--- TASK TO CARRY OUT ---
Report the number of lines in the records below that contain the string "positive", where case counts. Give only the number.

── EXERCISE MATERIALS

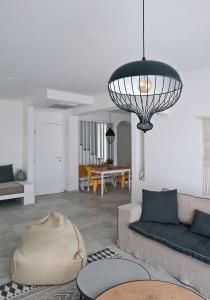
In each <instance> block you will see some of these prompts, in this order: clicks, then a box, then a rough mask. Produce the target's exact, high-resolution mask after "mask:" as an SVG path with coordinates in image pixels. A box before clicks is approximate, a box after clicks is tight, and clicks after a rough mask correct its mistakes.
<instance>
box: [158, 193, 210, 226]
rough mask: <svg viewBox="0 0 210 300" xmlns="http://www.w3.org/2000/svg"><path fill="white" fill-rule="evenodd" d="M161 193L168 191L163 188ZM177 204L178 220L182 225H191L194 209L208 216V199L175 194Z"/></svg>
mask: <svg viewBox="0 0 210 300" xmlns="http://www.w3.org/2000/svg"><path fill="white" fill-rule="evenodd" d="M163 191H168V189H165V188H164V189H163ZM177 204H178V216H179V220H180V222H182V223H184V224H189V225H190V224H192V220H193V216H194V213H195V210H196V209H197V210H200V211H203V212H206V213H209V214H210V199H208V198H199V197H194V196H191V195H186V194H181V193H177Z"/></svg>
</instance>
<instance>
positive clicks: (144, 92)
mask: <svg viewBox="0 0 210 300" xmlns="http://www.w3.org/2000/svg"><path fill="white" fill-rule="evenodd" d="M151 88H152V81H151V80H150V79H149V78H148V77H144V78H142V79H140V81H139V91H140V92H141V93H144V94H145V93H148V92H149V91H150V90H151Z"/></svg>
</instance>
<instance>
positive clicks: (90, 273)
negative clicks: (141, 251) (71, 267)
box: [77, 258, 151, 299]
mask: <svg viewBox="0 0 210 300" xmlns="http://www.w3.org/2000/svg"><path fill="white" fill-rule="evenodd" d="M141 279H147V280H149V279H151V277H150V275H149V273H148V271H147V270H146V269H145V268H144V267H142V266H141V265H139V264H137V263H135V262H133V261H131V260H127V259H121V258H111V259H102V260H98V261H95V262H92V263H90V264H88V265H86V266H85V267H84V268H82V270H81V271H80V272H79V274H78V276H77V287H78V289H79V291H80V292H81V293H82V294H83V295H85V296H86V297H88V298H90V299H96V297H98V296H99V295H100V294H101V293H102V292H104V291H106V290H108V289H109V288H111V287H113V286H116V285H118V284H121V283H124V282H129V281H134V280H141Z"/></svg>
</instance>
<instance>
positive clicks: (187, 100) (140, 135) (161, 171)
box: [132, 68, 210, 201]
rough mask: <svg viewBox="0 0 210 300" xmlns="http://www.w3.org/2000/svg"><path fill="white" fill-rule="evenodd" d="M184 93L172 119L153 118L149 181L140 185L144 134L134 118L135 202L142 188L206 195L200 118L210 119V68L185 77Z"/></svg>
mask: <svg viewBox="0 0 210 300" xmlns="http://www.w3.org/2000/svg"><path fill="white" fill-rule="evenodd" d="M181 77H182V80H183V84H184V87H183V93H182V95H181V98H180V99H179V101H178V102H177V104H176V105H175V106H174V108H173V110H172V112H171V113H170V114H169V115H156V117H154V118H152V123H153V124H154V128H153V129H152V130H151V131H150V132H147V133H146V134H145V181H144V182H142V181H139V171H140V168H141V146H140V144H141V141H140V140H141V133H140V132H139V131H138V130H137V129H136V124H137V123H138V118H137V117H136V116H132V148H133V149H132V155H133V161H132V164H133V168H134V170H133V190H132V201H138V200H140V198H141V196H140V195H141V188H142V187H145V188H150V189H161V188H162V187H168V188H178V190H179V191H181V192H184V193H190V194H196V195H201V194H202V187H203V161H202V160H203V136H202V122H201V120H200V119H198V118H197V117H198V116H202V115H205V116H206V115H209V116H210V99H209V98H210V95H209V82H210V68H205V69H198V70H194V71H188V72H184V73H181Z"/></svg>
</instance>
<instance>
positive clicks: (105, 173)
mask: <svg viewBox="0 0 210 300" xmlns="http://www.w3.org/2000/svg"><path fill="white" fill-rule="evenodd" d="M94 173H95V174H97V175H99V176H100V177H101V196H103V195H104V180H105V179H104V178H105V176H107V175H119V174H121V175H124V174H125V173H128V189H129V190H130V189H131V170H130V169H129V168H125V167H118V166H111V167H102V168H96V169H95V170H94Z"/></svg>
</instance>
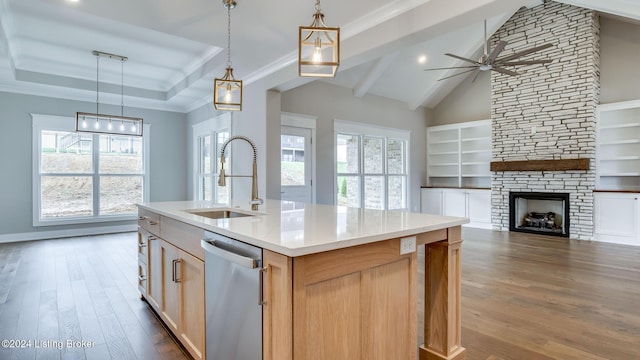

────

--- SOLVED PROBLEM ---
4